[Excerpts from point annotation data]
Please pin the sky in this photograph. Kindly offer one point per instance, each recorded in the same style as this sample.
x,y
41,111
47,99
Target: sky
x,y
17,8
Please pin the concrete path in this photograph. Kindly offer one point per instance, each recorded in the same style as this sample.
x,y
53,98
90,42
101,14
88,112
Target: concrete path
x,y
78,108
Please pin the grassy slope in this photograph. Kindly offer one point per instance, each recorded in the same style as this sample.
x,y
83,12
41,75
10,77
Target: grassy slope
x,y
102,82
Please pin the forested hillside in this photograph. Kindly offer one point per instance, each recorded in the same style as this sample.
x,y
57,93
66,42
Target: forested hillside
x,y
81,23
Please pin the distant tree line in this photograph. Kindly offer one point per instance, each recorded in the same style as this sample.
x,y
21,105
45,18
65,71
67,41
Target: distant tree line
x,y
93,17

...

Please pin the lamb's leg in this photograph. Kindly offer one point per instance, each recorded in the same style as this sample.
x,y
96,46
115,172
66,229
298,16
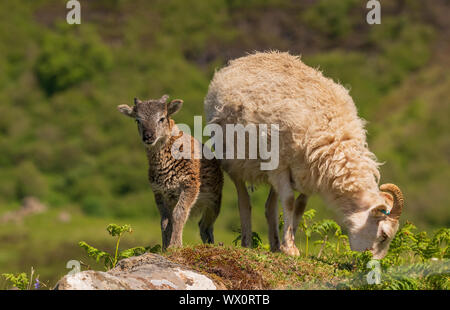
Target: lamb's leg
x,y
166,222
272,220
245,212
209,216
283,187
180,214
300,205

## WRITTEN TASK
Report every line of the records that contains the word "concrete".

## FINAL RESULT
Please pin the concrete path in this photograph. Kindly offer one point per instance, each recorded in the same style as this sample.
Target: concrete path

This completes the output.